__Extracted text__
######
Re: [PATCH v2 0/4] Speed up unpack_trees()

2018-08-09 Thread Ben Peart




On 8/8/2018 4:53 PM, Ben Peart wrote:



On 8/1/2018 12:38 PM, Duy Nguyen wrote:

On Tue, Jul 31, 2018 at 01:31:31PM -0400, Ben Peart wrote:



On 7/31/2018 12:50 PM, Ben Peart wrote:



On 7/31/2018 11:31 AM, Duy Nguyen wrote:




In the performance game of whack-a-mole, that call to repair 
cache-tree

is now looking quite expensive...


Yeah and I think we can whack that mole too. I did some measurement.
Best case possible, we just need to scan through two indexes (one with
many good cache-tree, one with no cache-tree), compare and copy
cache-tree over. The scanning takes like 1% time of current repair
step and I suspect it's the hashing that takes most of the time. Of
course real world won't have such nice numbers, but I guess we could
maybe half cache-tree update/repair time.



I have some great profiling tools available so will take a look at this
next and see exactly where the time is being spent.


Good instincts.  In cache_tree_update, the heavy hitter is definitely
hash_object_file followed by has_object_file.

Name   Inc % Inc
+ git!cache_tree_update 12.4   4,935
|+ git!update_one   11.8   4,706
| + git!update_one  11.8   4,706
|  + git!hash_object_file    6.1   2,406
|  + git!has_object_file 2.0 813
|  + OTHER <>  0.5 203
|  + git!strbuf_addf 0.4 155
|  + git!strbuf_release  0.4 143
|  + git!strbuf_add  0.3 121
|  + OTHER <>  0.2  93
|  + git!strbuf_grow 0.1  25


Ben, if you work on this, this could be a good starting point. I will
not work on this because I still have some other things to catch up
and follow through. You can have my sign off if you reuse something
from this patch

Even if it's a naive implementation, the initial numbers look pretty
good. Without the patch we have

18:31:05.970621 unpack-trees.c:1437 performance: 0.01029 s: copy
18:31:05.975729 unpack-trees.c:1444 performance: 0.005082004 s: 
update


And with the patch

18:31:13.295655 unpack-trees.c:1437 performance: 0.000198017 s: copy
18:31:13.296757 unpack-trees.c:1444 performance: 0.001075935 s: 
update


Time saving is about 80% by the look of this (best possible case
because only the top tree needs to be hashed and written out).
######
__Jobs__
1 - Answer these about the unpack_trees() thread:
(a) Which function is named as the heavy hitter in cache_tree_update?
(b) What share of the current repair step's time does the scanning take, by the measurement reported?
(c) About how much time does the patch save, by the look of the numbers?
2 - Transcribe the unpack_trees() thread from "On 7/31/2018 12:50" to "looking quite expensive...".

__Information given__
######
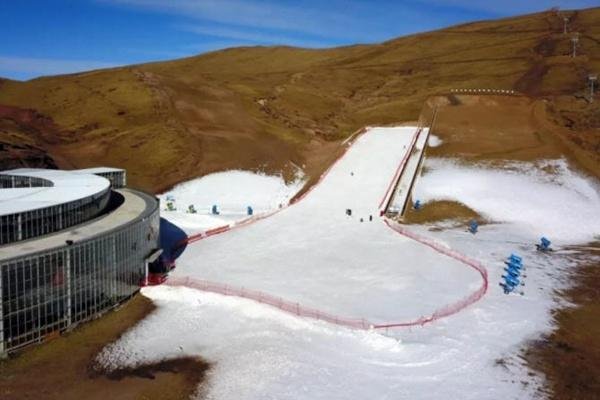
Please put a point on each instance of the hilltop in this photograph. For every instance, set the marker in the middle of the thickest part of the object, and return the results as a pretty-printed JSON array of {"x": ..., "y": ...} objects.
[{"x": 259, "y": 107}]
######
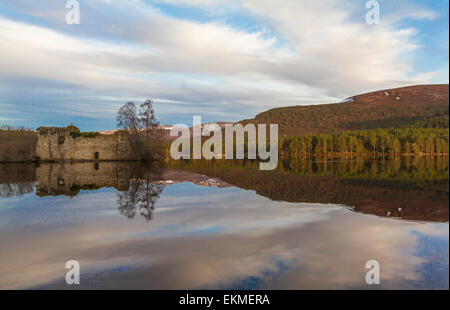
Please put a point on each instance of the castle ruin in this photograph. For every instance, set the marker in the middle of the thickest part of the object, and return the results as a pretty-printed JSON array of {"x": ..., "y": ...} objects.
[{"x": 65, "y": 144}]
######
__Worked answers__
1 -
(a) hash_object_file, followed by has_object_file
(b) About 1%
(c) About 80%

2 -
On 7/31/2018 12:50 PM, Ben Peart wrote:



On 7/31/2018 11:31 AM, Duy Nguyen wrote:




In the performance game of whack-a-mole, that call to repair 
cache-tree

is now looking quite expensive...